▶ [TASK DIRECTIONS] Taking the line with "the distant person" as the first and the line with "of the forearm" as the last, set down the lines below exactly, pictures excluded.

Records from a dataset

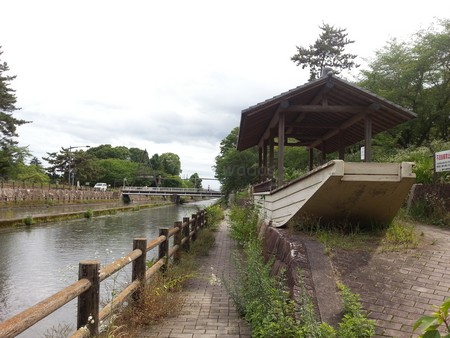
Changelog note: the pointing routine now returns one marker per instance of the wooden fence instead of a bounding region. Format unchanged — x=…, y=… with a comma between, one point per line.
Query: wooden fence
x=87, y=288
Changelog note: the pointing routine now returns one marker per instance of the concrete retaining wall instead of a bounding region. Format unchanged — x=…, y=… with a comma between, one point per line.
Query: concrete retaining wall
x=17, y=195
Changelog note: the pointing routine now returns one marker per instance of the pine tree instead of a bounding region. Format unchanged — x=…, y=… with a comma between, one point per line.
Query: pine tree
x=327, y=51
x=8, y=99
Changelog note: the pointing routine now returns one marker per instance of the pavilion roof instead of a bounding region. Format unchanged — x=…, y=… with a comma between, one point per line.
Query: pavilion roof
x=327, y=114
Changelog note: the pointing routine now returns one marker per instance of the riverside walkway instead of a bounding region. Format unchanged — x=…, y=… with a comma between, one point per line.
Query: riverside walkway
x=208, y=311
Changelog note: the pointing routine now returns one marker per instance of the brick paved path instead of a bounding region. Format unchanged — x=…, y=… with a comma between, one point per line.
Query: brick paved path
x=398, y=288
x=208, y=311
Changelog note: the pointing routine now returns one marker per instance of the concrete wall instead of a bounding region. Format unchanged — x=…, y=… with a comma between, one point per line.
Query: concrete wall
x=17, y=195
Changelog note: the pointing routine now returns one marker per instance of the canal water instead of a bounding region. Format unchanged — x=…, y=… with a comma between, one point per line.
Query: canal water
x=36, y=262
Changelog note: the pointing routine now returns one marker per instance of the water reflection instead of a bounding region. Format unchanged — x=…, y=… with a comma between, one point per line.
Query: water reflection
x=36, y=262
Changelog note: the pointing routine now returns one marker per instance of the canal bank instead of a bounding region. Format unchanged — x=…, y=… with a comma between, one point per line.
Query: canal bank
x=38, y=261
x=32, y=215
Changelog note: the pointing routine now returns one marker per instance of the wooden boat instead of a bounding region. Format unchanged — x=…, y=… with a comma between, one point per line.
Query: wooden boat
x=362, y=192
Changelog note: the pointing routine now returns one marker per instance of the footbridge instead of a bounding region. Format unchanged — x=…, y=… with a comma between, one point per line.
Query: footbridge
x=169, y=191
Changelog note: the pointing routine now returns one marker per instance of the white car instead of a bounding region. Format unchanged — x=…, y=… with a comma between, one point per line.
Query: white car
x=100, y=186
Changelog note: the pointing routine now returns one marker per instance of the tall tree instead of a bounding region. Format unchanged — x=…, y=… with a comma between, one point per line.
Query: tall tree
x=170, y=163
x=80, y=165
x=196, y=181
x=8, y=123
x=234, y=169
x=105, y=151
x=416, y=75
x=327, y=51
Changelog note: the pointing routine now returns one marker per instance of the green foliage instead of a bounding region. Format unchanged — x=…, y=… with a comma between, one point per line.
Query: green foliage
x=113, y=171
x=106, y=151
x=234, y=169
x=88, y=213
x=196, y=181
x=327, y=51
x=215, y=215
x=83, y=166
x=8, y=123
x=400, y=236
x=264, y=302
x=243, y=223
x=262, y=299
x=170, y=163
x=28, y=220
x=30, y=173
x=431, y=325
x=415, y=75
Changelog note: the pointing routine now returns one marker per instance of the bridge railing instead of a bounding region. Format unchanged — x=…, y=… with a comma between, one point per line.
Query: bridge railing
x=87, y=288
x=173, y=189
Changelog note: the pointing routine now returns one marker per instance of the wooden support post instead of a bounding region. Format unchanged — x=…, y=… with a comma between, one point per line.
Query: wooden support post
x=264, y=166
x=271, y=158
x=281, y=140
x=194, y=227
x=187, y=243
x=89, y=301
x=368, y=138
x=205, y=219
x=163, y=249
x=177, y=241
x=260, y=163
x=139, y=265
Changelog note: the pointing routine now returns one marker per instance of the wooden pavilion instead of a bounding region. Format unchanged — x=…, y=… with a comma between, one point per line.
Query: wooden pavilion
x=327, y=114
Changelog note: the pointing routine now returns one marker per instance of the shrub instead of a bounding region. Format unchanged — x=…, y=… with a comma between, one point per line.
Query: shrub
x=400, y=236
x=243, y=223
x=28, y=220
x=215, y=214
x=88, y=213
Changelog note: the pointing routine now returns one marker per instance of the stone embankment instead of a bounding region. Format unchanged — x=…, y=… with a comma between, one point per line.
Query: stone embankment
x=24, y=195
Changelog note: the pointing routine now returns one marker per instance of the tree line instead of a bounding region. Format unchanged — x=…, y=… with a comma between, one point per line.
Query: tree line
x=414, y=74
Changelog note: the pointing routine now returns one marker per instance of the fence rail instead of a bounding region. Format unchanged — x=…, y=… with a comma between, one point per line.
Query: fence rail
x=90, y=275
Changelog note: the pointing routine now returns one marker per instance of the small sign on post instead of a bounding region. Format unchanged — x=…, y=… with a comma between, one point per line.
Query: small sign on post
x=442, y=161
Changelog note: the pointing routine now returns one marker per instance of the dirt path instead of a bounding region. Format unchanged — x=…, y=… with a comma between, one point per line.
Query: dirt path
x=397, y=288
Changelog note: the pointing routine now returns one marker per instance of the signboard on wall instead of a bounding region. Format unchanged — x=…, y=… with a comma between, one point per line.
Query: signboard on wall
x=442, y=161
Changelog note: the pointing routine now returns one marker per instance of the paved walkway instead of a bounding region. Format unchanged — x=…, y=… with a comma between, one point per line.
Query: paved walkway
x=397, y=288
x=208, y=311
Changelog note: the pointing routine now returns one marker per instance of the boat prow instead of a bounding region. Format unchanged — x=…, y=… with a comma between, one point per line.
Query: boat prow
x=359, y=192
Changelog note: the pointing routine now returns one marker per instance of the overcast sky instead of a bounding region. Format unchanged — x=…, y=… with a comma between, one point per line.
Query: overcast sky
x=172, y=76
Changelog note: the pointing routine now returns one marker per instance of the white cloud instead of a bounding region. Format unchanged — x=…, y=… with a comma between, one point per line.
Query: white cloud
x=172, y=76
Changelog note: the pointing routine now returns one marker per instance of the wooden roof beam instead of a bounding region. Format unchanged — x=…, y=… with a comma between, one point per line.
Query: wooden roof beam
x=273, y=123
x=373, y=107
x=323, y=109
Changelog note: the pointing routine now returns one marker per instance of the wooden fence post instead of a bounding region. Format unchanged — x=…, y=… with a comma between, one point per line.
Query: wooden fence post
x=163, y=249
x=139, y=265
x=177, y=241
x=186, y=230
x=201, y=219
x=88, y=301
x=194, y=227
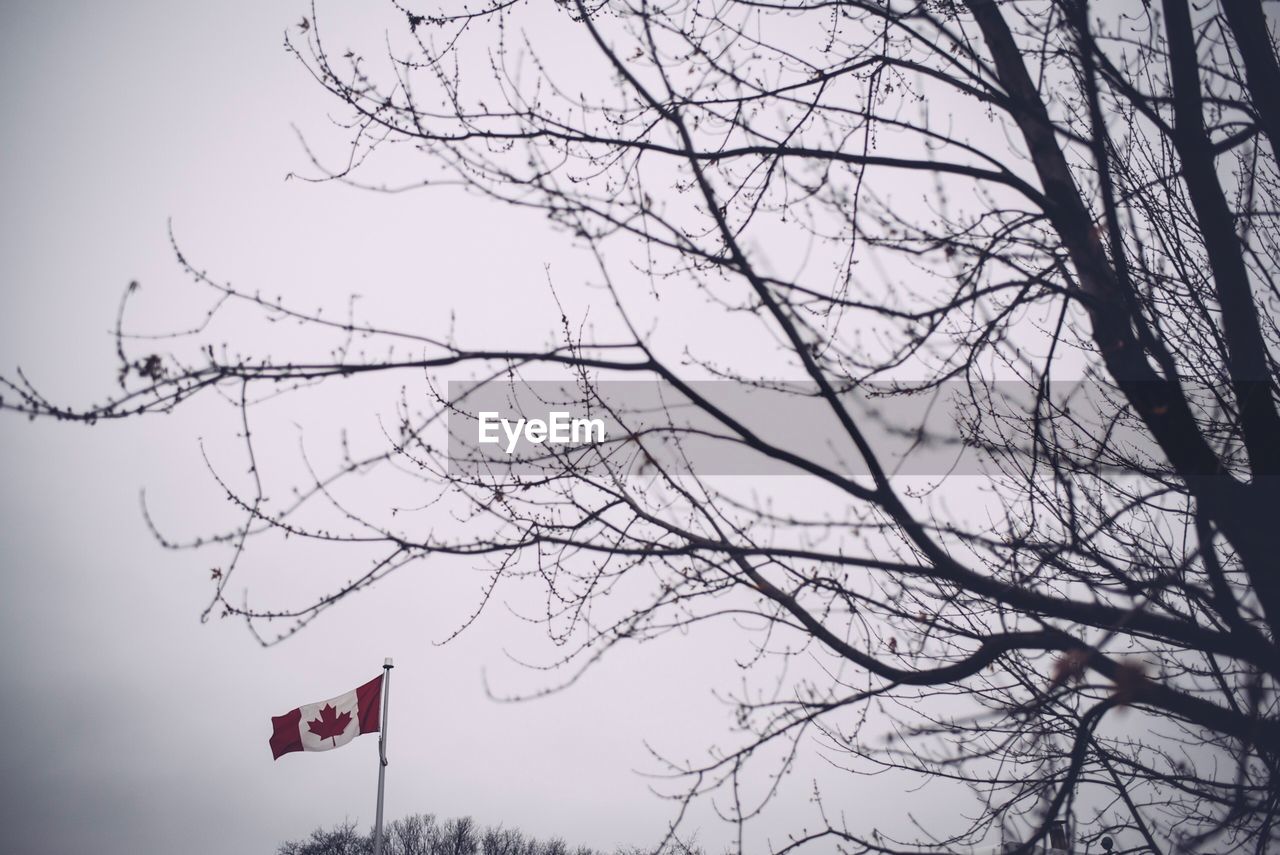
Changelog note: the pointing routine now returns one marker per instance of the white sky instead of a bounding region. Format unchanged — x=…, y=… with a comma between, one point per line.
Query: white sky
x=129, y=726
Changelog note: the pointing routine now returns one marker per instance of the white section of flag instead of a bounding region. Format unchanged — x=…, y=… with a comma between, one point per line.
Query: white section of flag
x=321, y=719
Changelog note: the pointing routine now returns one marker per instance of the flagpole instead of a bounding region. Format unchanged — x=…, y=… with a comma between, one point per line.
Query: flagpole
x=382, y=755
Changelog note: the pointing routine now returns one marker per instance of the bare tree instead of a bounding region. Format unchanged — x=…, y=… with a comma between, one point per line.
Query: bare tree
x=963, y=192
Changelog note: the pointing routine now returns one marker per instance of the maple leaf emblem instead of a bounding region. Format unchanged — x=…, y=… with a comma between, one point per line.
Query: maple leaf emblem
x=330, y=725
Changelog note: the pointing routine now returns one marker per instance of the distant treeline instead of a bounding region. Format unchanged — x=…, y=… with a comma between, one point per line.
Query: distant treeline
x=424, y=835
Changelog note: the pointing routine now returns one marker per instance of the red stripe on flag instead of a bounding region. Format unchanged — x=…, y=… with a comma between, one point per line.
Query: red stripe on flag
x=284, y=734
x=370, y=700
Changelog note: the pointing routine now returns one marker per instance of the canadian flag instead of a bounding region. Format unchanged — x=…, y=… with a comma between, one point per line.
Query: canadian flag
x=329, y=723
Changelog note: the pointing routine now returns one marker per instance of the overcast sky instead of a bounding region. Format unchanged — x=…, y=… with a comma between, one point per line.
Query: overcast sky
x=129, y=726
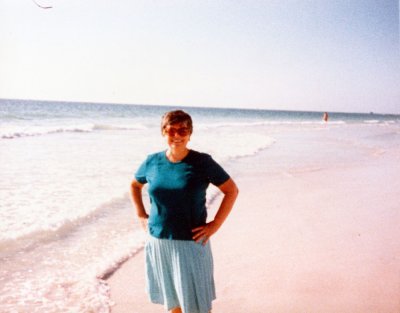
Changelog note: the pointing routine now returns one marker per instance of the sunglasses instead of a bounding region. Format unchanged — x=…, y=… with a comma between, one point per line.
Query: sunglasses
x=183, y=131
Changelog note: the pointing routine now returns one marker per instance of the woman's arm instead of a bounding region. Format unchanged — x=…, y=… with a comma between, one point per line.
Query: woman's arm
x=230, y=191
x=137, y=200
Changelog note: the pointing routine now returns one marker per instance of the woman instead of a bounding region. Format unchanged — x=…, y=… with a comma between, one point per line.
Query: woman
x=179, y=264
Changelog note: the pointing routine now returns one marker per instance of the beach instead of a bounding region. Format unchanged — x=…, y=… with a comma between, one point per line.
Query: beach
x=315, y=227
x=311, y=236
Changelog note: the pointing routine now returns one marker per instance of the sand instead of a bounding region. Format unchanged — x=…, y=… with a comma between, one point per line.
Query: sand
x=307, y=241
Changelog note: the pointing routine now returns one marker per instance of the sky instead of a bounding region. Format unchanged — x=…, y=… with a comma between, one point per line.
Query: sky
x=317, y=55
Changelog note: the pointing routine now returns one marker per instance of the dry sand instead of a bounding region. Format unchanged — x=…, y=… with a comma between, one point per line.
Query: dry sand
x=308, y=242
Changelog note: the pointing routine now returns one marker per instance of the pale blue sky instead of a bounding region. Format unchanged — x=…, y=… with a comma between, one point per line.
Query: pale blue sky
x=322, y=55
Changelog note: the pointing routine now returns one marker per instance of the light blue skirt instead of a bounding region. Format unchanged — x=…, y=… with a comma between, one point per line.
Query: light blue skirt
x=180, y=274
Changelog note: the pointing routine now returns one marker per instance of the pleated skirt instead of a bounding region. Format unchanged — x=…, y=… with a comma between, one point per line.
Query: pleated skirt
x=179, y=273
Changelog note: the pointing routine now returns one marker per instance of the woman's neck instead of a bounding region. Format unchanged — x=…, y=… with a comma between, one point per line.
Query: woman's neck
x=176, y=155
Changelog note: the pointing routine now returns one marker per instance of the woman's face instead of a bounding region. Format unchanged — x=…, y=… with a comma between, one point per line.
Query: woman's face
x=177, y=135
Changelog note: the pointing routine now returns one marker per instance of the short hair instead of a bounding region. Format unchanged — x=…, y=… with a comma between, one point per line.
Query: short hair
x=175, y=117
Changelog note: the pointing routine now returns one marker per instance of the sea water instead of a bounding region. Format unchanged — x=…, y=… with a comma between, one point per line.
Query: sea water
x=66, y=220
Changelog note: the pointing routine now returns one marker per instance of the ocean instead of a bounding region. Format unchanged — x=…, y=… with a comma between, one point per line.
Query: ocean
x=66, y=220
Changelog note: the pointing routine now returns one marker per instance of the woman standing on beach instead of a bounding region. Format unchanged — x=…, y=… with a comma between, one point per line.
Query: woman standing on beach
x=179, y=264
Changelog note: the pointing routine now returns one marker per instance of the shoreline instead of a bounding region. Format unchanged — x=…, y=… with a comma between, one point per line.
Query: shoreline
x=313, y=241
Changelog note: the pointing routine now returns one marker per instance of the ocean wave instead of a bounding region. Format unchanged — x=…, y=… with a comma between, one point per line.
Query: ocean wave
x=31, y=237
x=266, y=123
x=19, y=132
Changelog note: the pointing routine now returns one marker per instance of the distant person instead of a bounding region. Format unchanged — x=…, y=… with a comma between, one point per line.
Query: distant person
x=179, y=263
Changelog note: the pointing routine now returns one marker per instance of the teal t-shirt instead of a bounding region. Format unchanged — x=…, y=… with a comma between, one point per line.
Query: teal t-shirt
x=178, y=192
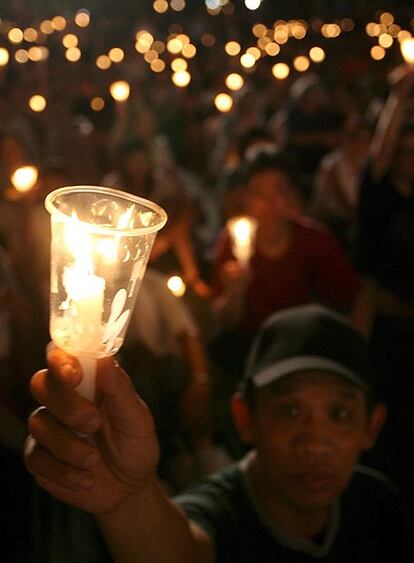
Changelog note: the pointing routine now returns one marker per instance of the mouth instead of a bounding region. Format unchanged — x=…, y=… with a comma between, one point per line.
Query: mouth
x=315, y=482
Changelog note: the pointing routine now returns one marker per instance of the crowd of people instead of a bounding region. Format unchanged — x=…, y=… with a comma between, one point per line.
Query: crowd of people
x=329, y=180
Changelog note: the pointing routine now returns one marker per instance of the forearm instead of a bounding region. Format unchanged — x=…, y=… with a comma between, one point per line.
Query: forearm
x=386, y=134
x=148, y=528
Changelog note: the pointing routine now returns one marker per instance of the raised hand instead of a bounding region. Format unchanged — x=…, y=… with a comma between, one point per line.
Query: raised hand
x=119, y=458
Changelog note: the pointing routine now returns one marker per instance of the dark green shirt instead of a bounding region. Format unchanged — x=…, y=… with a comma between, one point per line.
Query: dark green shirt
x=368, y=525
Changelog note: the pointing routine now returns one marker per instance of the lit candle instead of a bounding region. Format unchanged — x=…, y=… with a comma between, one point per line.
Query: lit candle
x=242, y=232
x=120, y=90
x=97, y=264
x=24, y=178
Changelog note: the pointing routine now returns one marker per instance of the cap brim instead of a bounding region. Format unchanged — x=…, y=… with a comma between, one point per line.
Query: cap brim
x=278, y=370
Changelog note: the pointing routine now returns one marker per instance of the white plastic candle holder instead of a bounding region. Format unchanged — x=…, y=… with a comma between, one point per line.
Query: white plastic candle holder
x=101, y=242
x=242, y=230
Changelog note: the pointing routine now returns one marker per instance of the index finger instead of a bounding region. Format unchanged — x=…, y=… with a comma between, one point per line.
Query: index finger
x=63, y=367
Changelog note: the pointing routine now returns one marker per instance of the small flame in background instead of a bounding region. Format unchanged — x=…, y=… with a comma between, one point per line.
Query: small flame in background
x=177, y=286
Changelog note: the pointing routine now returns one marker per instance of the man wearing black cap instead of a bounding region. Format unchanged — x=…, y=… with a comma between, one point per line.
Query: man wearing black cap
x=308, y=410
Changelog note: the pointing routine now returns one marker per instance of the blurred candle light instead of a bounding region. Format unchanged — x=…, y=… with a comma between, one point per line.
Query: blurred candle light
x=21, y=56
x=37, y=103
x=82, y=18
x=317, y=54
x=15, y=35
x=232, y=48
x=177, y=286
x=223, y=102
x=103, y=62
x=242, y=230
x=247, y=60
x=120, y=90
x=252, y=4
x=280, y=71
x=70, y=40
x=179, y=64
x=160, y=6
x=116, y=54
x=234, y=81
x=407, y=50
x=97, y=103
x=24, y=178
x=4, y=56
x=189, y=51
x=377, y=52
x=301, y=63
x=157, y=66
x=181, y=78
x=73, y=54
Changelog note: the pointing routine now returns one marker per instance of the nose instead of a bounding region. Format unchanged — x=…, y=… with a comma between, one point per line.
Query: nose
x=314, y=440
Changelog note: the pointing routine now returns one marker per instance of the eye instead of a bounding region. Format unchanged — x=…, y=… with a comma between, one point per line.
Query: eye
x=341, y=414
x=289, y=410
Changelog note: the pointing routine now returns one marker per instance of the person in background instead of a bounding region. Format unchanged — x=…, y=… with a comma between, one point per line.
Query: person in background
x=384, y=255
x=309, y=125
x=165, y=355
x=334, y=197
x=295, y=261
x=307, y=409
x=160, y=181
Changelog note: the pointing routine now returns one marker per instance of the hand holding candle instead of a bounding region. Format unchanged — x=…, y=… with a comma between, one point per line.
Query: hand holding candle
x=242, y=230
x=101, y=242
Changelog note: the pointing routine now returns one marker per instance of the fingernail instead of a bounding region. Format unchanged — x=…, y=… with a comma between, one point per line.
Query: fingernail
x=85, y=482
x=68, y=372
x=91, y=460
x=91, y=426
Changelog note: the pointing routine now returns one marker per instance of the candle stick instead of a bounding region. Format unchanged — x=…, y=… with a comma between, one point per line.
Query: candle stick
x=242, y=230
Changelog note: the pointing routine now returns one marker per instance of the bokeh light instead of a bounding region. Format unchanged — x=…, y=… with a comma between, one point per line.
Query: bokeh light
x=120, y=90
x=37, y=103
x=234, y=81
x=4, y=56
x=177, y=286
x=280, y=71
x=223, y=102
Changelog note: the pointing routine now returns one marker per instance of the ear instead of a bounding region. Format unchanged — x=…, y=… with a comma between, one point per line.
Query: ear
x=242, y=417
x=375, y=424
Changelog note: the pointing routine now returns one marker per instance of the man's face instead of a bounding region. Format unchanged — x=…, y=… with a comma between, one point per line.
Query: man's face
x=308, y=431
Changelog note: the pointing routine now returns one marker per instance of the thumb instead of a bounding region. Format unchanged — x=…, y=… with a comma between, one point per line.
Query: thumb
x=126, y=411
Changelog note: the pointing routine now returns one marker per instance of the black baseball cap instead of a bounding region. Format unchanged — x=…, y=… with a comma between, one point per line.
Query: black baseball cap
x=309, y=337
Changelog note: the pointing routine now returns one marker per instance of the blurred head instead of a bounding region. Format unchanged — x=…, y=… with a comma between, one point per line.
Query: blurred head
x=135, y=163
x=271, y=187
x=309, y=93
x=307, y=405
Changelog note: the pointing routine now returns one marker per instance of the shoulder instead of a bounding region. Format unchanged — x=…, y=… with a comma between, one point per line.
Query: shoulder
x=215, y=500
x=308, y=230
x=373, y=490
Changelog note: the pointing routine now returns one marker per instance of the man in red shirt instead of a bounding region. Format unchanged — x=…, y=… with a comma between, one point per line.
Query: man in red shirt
x=296, y=261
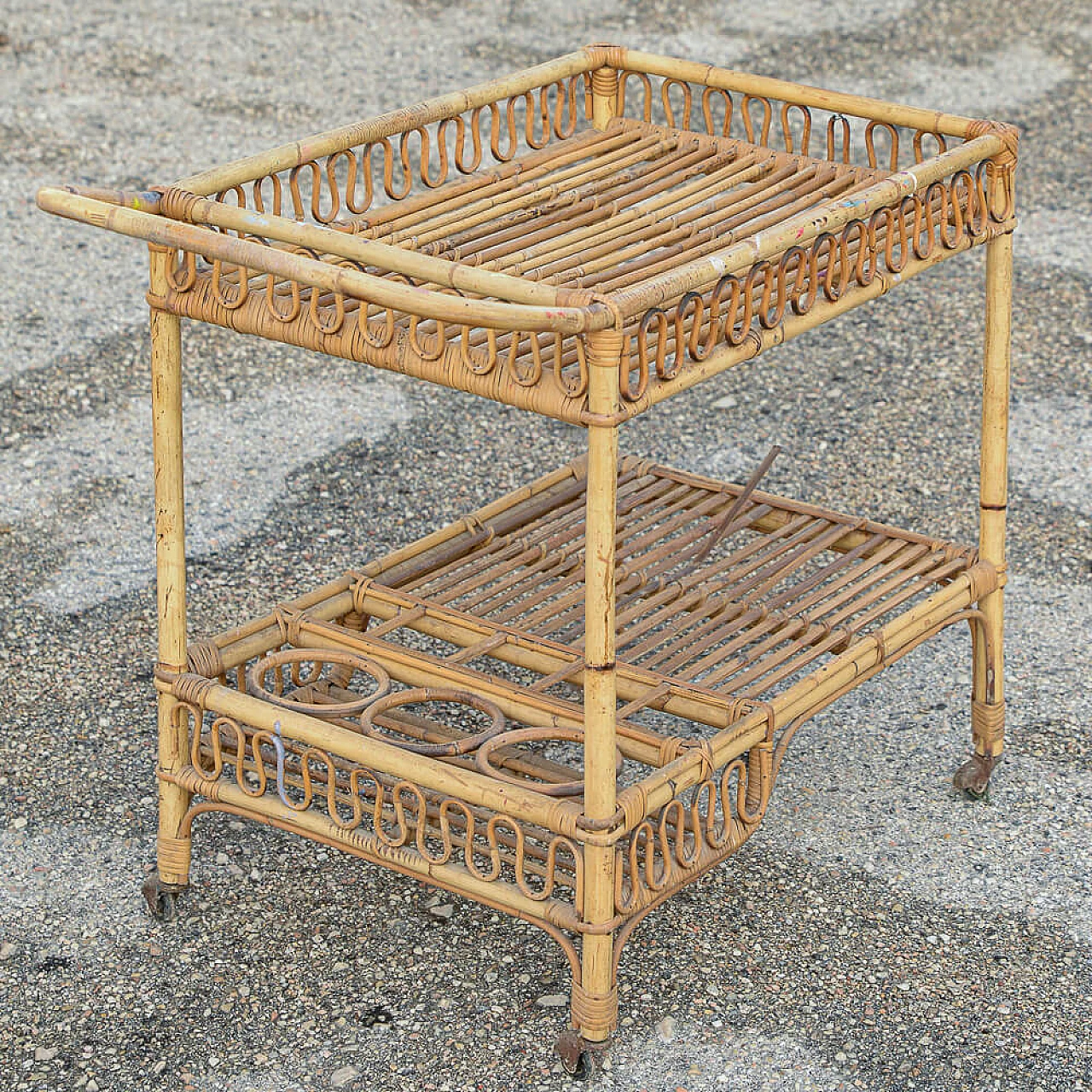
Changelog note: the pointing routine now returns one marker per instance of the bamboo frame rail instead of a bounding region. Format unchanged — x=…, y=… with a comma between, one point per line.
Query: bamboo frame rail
x=576, y=700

▶ [SOLUTION BELOW]
Changelog note: the pointing routine now returns one marker per instance of the distant person instead of a bounding region. Format unchanged — x=…, y=… with a comma between, one point per line.
Query: distant person
x=179, y=263
Changelog note: the pointing routine now returns one marker per instance of the teal t-shirt instead of a bounding region. Format unchanged — x=…, y=… with a comma between, one point per line.
Query: teal t-shirt
x=178, y=192
Changelog note: the pointing routine now returns one marker per instance of the mouth instead of a bounding region. Format unchanged — x=…, y=… with a comma between, one point per line.
Query: mouth
x=315, y=482
Changelog note: the pointing routine now returns one marker per instance of the crowd of people instead of a bounding region. Format unchanged — x=…, y=… with a comma between, one point per line.
Query: crowd of people
x=329, y=180
Changelog note: the pointing routine now returns one marker per instance of the forearm instead of a bounding region. Format unchanged — x=…, y=… with a comma between, one point per line.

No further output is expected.